* **Text block**
>> BEGIN

This week is our 13th wedding anniversary. I am sometimes in awe at the life God has given us. When I met Hubby at 16 I could not have imagined what we would become.
I was 16, so of course it was all very romantic. He was close to perfect, I was a wonderful girlfriend (insert humble face here...or not) what else could we possibly ask for?

Try to contain your giggling when viewing this picture.

We dated for 6 years and even stayed together while we went to different colleges. I know, I know, true love.  We were married 2 weeks after I graduated and began our lives together.

This was my favorite wedding picture until Hubby pointed out it looks like he only has one leg. Thanks for that.

What I didn't know then was God's plans were much bigger than ours.
While I was focused on the wedding, thinking that was the greatest thing to ever happen to me, God was planning the truly wonderful for later.

It was after our wedding day...

>> END

* **Extracted entries**
>> BEGIN

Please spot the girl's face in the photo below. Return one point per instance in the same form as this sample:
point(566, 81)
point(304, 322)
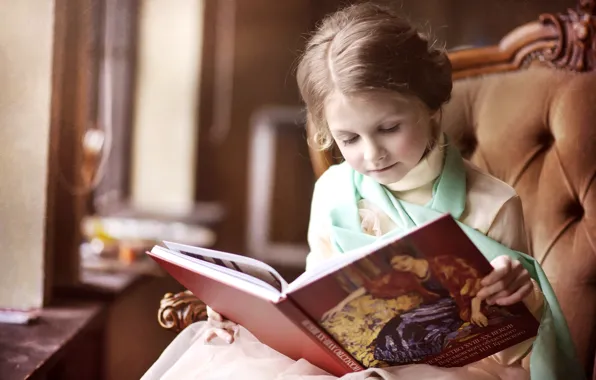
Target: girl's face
point(381, 135)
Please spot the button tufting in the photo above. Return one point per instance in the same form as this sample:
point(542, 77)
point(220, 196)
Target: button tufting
point(575, 210)
point(546, 139)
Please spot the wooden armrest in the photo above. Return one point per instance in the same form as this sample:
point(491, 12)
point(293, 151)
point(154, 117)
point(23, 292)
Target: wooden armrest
point(177, 311)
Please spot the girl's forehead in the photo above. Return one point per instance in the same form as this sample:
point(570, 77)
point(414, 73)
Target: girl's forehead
point(367, 109)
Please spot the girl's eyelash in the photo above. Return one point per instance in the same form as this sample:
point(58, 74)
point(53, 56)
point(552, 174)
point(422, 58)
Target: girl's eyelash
point(391, 129)
point(350, 141)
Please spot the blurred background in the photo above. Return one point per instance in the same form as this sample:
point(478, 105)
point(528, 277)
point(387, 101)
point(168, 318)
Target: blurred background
point(169, 120)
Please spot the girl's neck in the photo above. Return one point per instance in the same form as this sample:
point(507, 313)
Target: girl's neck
point(416, 186)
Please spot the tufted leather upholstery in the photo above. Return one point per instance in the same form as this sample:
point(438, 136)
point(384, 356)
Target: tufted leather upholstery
point(536, 130)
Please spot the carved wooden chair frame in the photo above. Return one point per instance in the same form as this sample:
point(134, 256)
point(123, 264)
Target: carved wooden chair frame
point(565, 41)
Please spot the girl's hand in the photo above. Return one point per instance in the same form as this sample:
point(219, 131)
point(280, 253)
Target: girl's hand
point(220, 327)
point(507, 284)
point(479, 319)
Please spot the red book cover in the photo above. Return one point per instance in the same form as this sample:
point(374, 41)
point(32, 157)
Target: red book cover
point(280, 325)
point(413, 301)
point(410, 300)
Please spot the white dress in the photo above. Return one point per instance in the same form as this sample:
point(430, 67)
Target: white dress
point(492, 207)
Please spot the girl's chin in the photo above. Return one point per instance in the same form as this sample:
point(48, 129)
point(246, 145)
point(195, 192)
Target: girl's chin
point(387, 178)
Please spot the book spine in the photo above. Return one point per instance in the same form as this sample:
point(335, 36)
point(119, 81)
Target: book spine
point(292, 311)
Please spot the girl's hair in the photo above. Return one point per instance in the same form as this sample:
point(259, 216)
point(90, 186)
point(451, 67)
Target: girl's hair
point(368, 47)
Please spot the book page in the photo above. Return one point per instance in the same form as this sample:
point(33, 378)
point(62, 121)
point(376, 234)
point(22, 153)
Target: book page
point(229, 263)
point(236, 279)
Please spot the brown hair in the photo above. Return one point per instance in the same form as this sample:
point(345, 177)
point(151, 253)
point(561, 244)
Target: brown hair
point(366, 47)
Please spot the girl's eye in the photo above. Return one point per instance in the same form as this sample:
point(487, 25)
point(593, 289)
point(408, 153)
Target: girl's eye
point(394, 128)
point(350, 140)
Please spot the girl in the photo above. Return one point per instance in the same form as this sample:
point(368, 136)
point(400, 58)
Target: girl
point(373, 86)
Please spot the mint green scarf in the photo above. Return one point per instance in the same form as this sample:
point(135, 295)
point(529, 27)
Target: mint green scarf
point(553, 352)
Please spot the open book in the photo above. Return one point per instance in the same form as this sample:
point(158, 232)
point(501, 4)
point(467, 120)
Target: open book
point(401, 301)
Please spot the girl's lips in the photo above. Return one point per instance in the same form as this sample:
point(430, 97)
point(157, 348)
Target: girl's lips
point(382, 170)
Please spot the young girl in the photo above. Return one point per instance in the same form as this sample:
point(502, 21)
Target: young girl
point(373, 86)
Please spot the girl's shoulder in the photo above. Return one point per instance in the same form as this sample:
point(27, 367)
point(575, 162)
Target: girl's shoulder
point(488, 198)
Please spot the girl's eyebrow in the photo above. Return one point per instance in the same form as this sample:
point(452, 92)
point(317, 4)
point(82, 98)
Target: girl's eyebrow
point(342, 131)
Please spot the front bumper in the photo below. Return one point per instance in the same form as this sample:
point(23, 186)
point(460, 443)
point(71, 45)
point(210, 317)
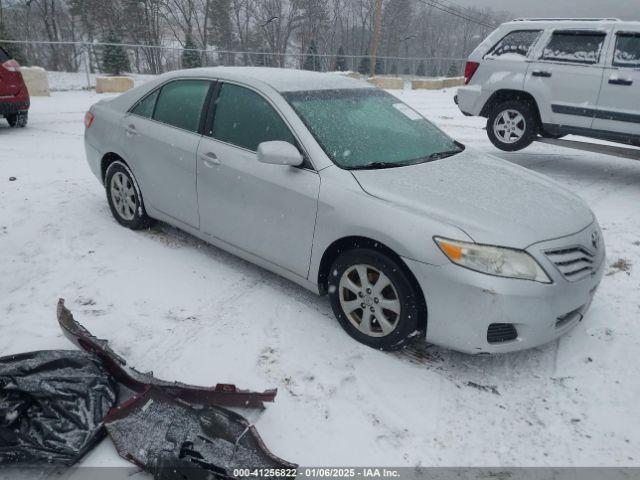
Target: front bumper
point(462, 303)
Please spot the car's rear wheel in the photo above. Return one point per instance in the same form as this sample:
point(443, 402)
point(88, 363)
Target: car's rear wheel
point(373, 298)
point(512, 125)
point(124, 197)
point(18, 120)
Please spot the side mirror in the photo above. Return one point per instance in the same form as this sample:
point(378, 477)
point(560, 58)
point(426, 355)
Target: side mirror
point(279, 153)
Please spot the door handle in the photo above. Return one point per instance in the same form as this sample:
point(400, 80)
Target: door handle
point(131, 131)
point(620, 81)
point(209, 159)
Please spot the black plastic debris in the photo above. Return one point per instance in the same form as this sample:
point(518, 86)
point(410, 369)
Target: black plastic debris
point(55, 405)
point(52, 404)
point(221, 394)
point(173, 439)
point(174, 430)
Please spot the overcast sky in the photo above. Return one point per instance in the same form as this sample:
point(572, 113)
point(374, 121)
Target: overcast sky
point(624, 9)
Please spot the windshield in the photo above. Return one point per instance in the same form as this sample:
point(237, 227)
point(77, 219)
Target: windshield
point(369, 128)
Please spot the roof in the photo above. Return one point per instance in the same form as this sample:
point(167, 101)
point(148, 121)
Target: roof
point(571, 23)
point(280, 79)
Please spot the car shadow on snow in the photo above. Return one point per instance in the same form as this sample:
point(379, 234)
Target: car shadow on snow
point(462, 369)
point(579, 169)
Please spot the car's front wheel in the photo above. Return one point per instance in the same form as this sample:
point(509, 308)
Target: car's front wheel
point(373, 298)
point(18, 120)
point(512, 125)
point(124, 197)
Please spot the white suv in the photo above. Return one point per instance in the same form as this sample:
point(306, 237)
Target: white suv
point(554, 77)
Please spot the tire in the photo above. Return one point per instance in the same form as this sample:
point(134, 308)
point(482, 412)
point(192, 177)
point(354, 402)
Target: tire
point(512, 125)
point(124, 197)
point(399, 294)
point(18, 120)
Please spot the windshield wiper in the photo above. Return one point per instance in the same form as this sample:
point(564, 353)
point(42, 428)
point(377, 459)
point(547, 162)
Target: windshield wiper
point(375, 165)
point(445, 154)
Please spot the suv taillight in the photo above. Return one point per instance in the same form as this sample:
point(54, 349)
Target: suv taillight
point(88, 119)
point(11, 66)
point(469, 70)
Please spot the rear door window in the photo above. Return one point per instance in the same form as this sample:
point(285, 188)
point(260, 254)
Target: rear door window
point(145, 107)
point(180, 103)
point(576, 46)
point(245, 119)
point(517, 43)
point(627, 51)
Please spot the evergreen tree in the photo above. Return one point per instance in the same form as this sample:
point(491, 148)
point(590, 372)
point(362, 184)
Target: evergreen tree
point(312, 61)
point(13, 49)
point(379, 67)
point(365, 66)
point(341, 60)
point(114, 57)
point(190, 56)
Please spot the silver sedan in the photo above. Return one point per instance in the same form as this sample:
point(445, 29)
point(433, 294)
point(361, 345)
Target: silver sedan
point(340, 187)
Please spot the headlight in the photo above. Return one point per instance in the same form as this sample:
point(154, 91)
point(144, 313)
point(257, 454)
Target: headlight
point(501, 262)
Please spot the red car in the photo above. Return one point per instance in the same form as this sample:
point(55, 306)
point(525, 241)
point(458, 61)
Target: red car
point(14, 97)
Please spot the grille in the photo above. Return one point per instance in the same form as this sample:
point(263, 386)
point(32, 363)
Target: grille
point(574, 263)
point(501, 332)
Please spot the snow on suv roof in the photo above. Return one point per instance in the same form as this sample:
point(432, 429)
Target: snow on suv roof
point(572, 22)
point(280, 79)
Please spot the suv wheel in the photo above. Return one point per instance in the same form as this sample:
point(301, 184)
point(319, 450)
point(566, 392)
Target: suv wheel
point(124, 198)
point(373, 299)
point(18, 120)
point(512, 125)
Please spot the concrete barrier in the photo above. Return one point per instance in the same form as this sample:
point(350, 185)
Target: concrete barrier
point(36, 80)
point(113, 84)
point(388, 83)
point(453, 82)
point(427, 84)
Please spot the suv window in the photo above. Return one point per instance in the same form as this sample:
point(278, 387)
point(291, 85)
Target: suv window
point(245, 119)
point(627, 52)
point(515, 43)
point(575, 46)
point(145, 107)
point(180, 103)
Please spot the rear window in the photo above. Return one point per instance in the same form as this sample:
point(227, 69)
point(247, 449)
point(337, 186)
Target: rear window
point(627, 52)
point(575, 47)
point(516, 44)
point(4, 56)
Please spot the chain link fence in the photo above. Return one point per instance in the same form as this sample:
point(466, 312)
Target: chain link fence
point(98, 58)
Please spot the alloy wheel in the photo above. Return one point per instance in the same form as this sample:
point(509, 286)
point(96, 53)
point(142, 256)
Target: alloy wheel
point(369, 300)
point(123, 195)
point(509, 126)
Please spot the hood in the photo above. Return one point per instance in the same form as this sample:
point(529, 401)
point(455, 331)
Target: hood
point(491, 200)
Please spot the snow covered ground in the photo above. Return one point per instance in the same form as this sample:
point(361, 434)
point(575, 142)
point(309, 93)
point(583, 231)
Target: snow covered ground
point(191, 312)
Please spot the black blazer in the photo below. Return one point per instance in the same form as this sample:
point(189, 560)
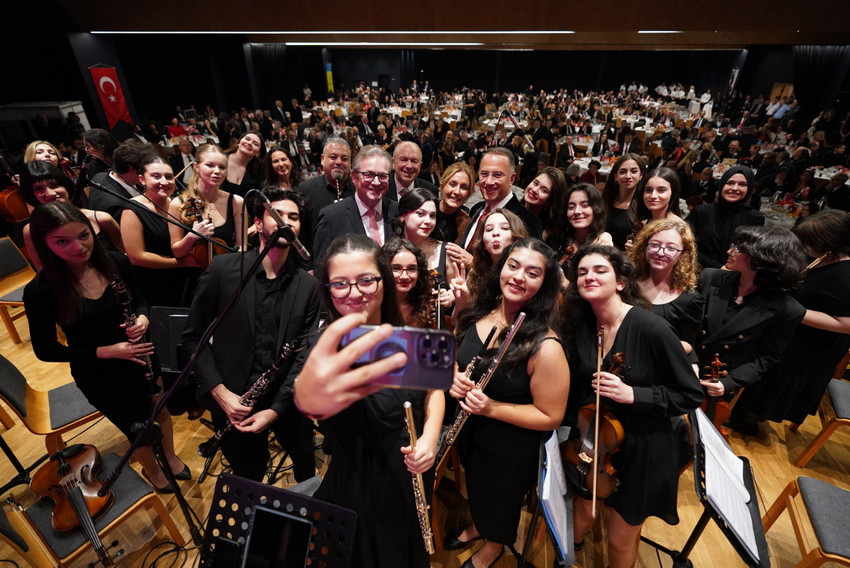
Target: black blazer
point(529, 219)
point(230, 357)
point(753, 340)
point(343, 217)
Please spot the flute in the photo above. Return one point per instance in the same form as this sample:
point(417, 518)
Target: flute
point(419, 487)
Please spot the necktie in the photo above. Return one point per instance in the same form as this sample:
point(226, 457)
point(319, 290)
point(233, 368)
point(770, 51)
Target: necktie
point(374, 232)
point(475, 227)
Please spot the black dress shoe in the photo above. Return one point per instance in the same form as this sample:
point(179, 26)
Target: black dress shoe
point(469, 564)
point(454, 543)
point(164, 490)
point(185, 474)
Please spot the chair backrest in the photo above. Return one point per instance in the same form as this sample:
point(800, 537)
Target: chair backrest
point(13, 386)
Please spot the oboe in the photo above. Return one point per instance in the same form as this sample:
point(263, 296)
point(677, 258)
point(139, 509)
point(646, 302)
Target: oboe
point(419, 487)
point(130, 318)
point(250, 398)
point(462, 415)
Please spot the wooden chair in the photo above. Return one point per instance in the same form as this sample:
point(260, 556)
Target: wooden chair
point(45, 413)
point(30, 534)
point(834, 412)
point(825, 507)
point(15, 273)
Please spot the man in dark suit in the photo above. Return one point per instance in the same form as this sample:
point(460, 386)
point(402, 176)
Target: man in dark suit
point(496, 175)
point(366, 212)
point(124, 181)
point(279, 305)
point(328, 188)
point(407, 163)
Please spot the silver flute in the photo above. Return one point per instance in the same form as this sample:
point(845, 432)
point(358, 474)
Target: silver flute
point(462, 415)
point(419, 487)
point(250, 398)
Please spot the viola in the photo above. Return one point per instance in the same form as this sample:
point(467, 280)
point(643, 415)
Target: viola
point(589, 450)
point(717, 409)
point(70, 480)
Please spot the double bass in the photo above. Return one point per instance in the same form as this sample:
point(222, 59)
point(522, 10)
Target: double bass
point(70, 480)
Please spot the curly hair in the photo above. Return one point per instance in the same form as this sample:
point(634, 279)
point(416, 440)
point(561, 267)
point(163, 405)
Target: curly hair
point(684, 277)
point(419, 296)
point(541, 312)
point(776, 255)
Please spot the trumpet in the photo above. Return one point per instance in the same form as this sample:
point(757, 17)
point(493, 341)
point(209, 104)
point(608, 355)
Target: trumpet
point(462, 415)
point(419, 487)
point(250, 398)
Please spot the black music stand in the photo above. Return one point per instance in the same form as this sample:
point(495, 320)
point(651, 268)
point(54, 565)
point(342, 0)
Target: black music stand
point(723, 517)
point(229, 517)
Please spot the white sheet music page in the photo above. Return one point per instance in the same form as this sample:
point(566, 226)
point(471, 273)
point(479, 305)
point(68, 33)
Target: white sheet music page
point(724, 483)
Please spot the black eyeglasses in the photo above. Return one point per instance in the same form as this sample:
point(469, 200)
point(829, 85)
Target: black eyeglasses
point(342, 289)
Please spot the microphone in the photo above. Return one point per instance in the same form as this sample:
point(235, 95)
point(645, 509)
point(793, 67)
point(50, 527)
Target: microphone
point(287, 231)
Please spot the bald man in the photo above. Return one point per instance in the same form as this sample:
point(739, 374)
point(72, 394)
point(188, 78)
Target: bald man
point(407, 162)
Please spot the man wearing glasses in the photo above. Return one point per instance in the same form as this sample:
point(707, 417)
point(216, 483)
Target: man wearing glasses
point(366, 212)
point(279, 305)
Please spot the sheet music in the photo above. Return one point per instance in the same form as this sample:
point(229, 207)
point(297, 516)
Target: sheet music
point(554, 488)
point(724, 484)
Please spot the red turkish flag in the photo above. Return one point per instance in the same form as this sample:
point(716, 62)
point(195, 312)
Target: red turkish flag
point(111, 96)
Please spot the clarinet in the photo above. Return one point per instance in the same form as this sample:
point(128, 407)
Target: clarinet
point(419, 487)
point(462, 415)
point(130, 318)
point(250, 398)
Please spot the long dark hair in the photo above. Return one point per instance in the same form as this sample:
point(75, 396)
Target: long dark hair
point(355, 242)
point(577, 313)
point(420, 295)
point(540, 310)
point(55, 272)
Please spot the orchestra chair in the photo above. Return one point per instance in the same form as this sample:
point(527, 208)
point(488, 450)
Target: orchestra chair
point(45, 413)
point(15, 273)
point(30, 533)
point(834, 412)
point(823, 513)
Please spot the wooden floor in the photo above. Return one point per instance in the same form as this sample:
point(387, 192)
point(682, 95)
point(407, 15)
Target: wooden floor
point(771, 454)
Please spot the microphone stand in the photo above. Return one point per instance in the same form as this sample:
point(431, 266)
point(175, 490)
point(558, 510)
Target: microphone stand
point(150, 428)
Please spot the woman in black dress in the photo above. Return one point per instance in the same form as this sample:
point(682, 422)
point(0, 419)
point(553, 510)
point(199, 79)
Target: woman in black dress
point(749, 315)
point(500, 443)
point(793, 388)
point(73, 290)
point(714, 223)
point(368, 473)
point(161, 277)
point(657, 384)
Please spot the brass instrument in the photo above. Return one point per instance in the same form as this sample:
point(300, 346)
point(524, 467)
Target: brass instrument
point(120, 289)
point(250, 398)
point(419, 487)
point(463, 415)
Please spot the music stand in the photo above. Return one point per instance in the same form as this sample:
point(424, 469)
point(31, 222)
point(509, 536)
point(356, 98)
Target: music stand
point(233, 503)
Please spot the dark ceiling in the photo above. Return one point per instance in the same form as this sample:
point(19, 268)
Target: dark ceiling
point(512, 24)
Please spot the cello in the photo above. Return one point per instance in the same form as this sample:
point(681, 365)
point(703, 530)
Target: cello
point(597, 436)
point(70, 480)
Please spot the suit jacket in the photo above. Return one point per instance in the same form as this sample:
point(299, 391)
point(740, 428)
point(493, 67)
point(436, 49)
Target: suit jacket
point(529, 219)
point(392, 193)
point(753, 340)
point(343, 217)
point(230, 358)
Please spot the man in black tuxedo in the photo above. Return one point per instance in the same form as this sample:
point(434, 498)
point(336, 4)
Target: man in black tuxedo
point(496, 175)
point(366, 212)
point(279, 305)
point(328, 188)
point(407, 163)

>> END

* **Problem to solve**
Please answer these from the anniversary text above:
(a) How old was the writer on meeting Hubby?
(b) For how many years did they date?
(c) How long after the writer graduated did the wedding take place?

* **Exercise response**
(a) 16
(b) 6 years
(c) 2 weeks